— Directive —
List every line in the material below that contains the string "mirror", reproducing each such line in full.

— Exercise inputs —
● ● ● ●
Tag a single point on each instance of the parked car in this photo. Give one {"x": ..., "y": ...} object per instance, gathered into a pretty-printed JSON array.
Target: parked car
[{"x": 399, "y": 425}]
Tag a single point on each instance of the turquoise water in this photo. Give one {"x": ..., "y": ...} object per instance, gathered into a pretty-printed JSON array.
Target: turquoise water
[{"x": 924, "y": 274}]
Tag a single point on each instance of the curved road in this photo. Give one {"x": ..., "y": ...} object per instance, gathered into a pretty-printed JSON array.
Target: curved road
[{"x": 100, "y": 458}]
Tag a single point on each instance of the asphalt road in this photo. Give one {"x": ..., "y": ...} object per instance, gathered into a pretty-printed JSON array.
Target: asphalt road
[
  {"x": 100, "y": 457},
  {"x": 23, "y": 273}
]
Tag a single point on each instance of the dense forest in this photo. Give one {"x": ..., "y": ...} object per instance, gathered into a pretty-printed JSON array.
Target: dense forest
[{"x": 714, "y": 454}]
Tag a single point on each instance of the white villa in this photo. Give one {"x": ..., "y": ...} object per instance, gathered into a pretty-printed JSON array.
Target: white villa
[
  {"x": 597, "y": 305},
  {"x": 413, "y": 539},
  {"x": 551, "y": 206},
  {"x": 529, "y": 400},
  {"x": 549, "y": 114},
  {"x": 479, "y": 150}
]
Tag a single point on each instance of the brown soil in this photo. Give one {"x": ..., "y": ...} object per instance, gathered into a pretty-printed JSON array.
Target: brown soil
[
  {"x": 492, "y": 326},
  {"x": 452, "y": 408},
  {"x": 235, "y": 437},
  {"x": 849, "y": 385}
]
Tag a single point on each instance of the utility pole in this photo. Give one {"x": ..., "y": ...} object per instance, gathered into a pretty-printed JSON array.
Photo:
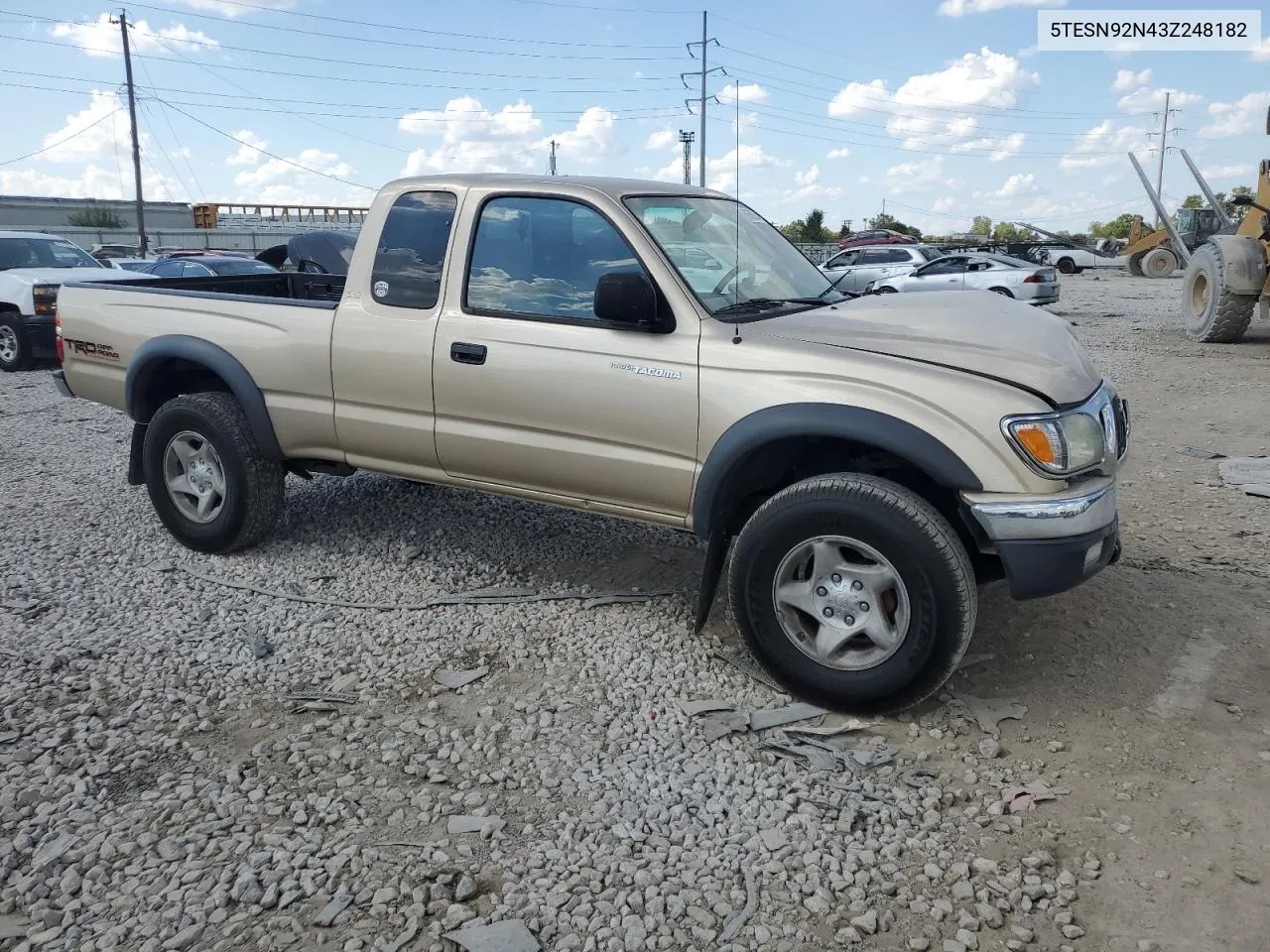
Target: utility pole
[
  {"x": 136, "y": 143},
  {"x": 1164, "y": 148},
  {"x": 706, "y": 40},
  {"x": 686, "y": 139}
]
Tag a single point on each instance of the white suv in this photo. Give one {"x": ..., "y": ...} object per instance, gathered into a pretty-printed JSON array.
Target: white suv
[{"x": 852, "y": 270}]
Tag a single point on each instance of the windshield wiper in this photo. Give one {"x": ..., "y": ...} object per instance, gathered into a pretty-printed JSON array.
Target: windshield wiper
[{"x": 765, "y": 303}]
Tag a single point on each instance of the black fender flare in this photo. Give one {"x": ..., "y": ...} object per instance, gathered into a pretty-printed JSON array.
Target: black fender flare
[
  {"x": 762, "y": 426},
  {"x": 151, "y": 354}
]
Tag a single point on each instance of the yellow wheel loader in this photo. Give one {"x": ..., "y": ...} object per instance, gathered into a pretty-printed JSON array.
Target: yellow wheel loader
[{"x": 1227, "y": 276}]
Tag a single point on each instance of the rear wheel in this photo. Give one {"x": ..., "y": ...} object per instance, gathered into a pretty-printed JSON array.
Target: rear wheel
[
  {"x": 206, "y": 476},
  {"x": 1159, "y": 263},
  {"x": 1210, "y": 312},
  {"x": 14, "y": 347},
  {"x": 853, "y": 592}
]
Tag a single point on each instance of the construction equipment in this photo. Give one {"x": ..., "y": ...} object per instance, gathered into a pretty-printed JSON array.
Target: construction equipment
[
  {"x": 1157, "y": 253},
  {"x": 1227, "y": 276}
]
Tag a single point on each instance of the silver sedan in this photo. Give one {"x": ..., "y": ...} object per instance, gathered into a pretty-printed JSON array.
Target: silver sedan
[{"x": 1012, "y": 277}]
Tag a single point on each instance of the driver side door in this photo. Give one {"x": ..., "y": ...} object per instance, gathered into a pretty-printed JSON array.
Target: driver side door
[{"x": 940, "y": 275}]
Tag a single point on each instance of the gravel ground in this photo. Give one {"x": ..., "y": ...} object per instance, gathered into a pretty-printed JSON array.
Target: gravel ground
[{"x": 163, "y": 788}]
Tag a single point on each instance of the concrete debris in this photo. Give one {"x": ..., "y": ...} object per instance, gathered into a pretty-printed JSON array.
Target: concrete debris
[
  {"x": 458, "y": 825},
  {"x": 407, "y": 937},
  {"x": 991, "y": 714},
  {"x": 693, "y": 708},
  {"x": 503, "y": 936},
  {"x": 1250, "y": 474},
  {"x": 456, "y": 679},
  {"x": 1017, "y": 798},
  {"x": 733, "y": 923},
  {"x": 330, "y": 912},
  {"x": 746, "y": 664},
  {"x": 720, "y": 724},
  {"x": 835, "y": 724},
  {"x": 769, "y": 717},
  {"x": 53, "y": 849}
]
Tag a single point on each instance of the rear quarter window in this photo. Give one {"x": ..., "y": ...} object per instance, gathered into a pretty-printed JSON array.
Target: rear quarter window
[{"x": 412, "y": 250}]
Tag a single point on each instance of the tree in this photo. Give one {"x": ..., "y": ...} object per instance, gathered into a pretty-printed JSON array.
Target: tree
[
  {"x": 95, "y": 218},
  {"x": 1118, "y": 227},
  {"x": 893, "y": 223}
]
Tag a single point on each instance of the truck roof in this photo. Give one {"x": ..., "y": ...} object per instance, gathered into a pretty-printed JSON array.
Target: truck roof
[{"x": 612, "y": 186}]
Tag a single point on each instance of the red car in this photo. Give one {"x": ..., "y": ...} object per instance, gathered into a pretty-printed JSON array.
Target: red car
[{"x": 879, "y": 236}]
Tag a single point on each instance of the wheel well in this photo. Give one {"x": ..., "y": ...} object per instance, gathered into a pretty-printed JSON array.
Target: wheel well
[
  {"x": 172, "y": 377},
  {"x": 766, "y": 471}
]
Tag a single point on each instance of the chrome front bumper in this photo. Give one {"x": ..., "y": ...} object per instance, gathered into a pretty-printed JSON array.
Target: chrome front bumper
[{"x": 1076, "y": 512}]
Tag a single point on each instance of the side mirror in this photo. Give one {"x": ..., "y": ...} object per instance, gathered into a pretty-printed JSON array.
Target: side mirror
[{"x": 626, "y": 298}]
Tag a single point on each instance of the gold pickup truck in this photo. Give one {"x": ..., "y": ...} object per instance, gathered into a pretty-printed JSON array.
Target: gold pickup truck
[{"x": 647, "y": 350}]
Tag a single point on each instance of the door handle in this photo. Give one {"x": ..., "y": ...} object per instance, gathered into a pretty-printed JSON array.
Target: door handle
[{"x": 467, "y": 353}]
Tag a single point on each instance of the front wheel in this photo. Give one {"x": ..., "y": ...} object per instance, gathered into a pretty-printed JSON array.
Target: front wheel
[
  {"x": 14, "y": 347},
  {"x": 206, "y": 476},
  {"x": 853, "y": 592}
]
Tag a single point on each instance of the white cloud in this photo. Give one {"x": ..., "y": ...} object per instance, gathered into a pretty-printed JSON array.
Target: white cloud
[
  {"x": 1105, "y": 145},
  {"x": 245, "y": 155},
  {"x": 922, "y": 111},
  {"x": 472, "y": 139},
  {"x": 1128, "y": 79},
  {"x": 1144, "y": 100},
  {"x": 912, "y": 177},
  {"x": 721, "y": 172},
  {"x": 748, "y": 93},
  {"x": 961, "y": 8},
  {"x": 662, "y": 139},
  {"x": 1019, "y": 184},
  {"x": 1238, "y": 117},
  {"x": 100, "y": 37},
  {"x": 232, "y": 9},
  {"x": 282, "y": 181},
  {"x": 1228, "y": 172}
]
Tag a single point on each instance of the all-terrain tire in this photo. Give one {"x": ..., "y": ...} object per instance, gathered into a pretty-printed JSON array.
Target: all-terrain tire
[
  {"x": 1159, "y": 263},
  {"x": 926, "y": 555},
  {"x": 1210, "y": 313},
  {"x": 14, "y": 347},
  {"x": 253, "y": 485}
]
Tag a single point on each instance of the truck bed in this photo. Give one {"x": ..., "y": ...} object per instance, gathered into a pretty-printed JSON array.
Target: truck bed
[{"x": 313, "y": 290}]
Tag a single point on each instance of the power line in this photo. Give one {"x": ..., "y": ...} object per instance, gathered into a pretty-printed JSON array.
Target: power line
[
  {"x": 266, "y": 151},
  {"x": 393, "y": 27},
  {"x": 352, "y": 79},
  {"x": 62, "y": 141}
]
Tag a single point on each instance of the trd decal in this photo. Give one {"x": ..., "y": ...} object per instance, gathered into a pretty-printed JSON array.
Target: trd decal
[{"x": 85, "y": 348}]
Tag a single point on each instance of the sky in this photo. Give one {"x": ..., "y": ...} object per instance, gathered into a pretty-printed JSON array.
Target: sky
[{"x": 942, "y": 113}]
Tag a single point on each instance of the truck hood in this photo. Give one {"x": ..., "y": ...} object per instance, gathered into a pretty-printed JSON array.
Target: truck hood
[
  {"x": 976, "y": 331},
  {"x": 62, "y": 276}
]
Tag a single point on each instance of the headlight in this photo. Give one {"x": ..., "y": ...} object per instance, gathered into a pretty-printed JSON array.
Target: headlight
[
  {"x": 1058, "y": 444},
  {"x": 45, "y": 298}
]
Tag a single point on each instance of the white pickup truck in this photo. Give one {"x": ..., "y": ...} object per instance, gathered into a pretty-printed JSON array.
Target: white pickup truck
[
  {"x": 1074, "y": 261},
  {"x": 32, "y": 268}
]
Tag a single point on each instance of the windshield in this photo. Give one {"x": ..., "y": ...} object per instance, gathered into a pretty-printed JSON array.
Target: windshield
[
  {"x": 232, "y": 266},
  {"x": 44, "y": 253},
  {"x": 729, "y": 255}
]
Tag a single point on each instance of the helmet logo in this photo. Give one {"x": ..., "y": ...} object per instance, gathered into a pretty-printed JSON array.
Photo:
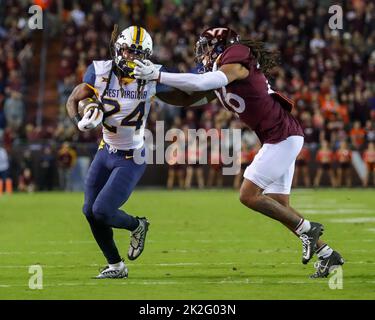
● ● ● ●
— Result of the task —
Tag a single point on each instance of the side mirror in this photo. Give one {"x": ..., "y": ...} object per instance, gathered into a pretty-printed JSON array.
Target: side mirror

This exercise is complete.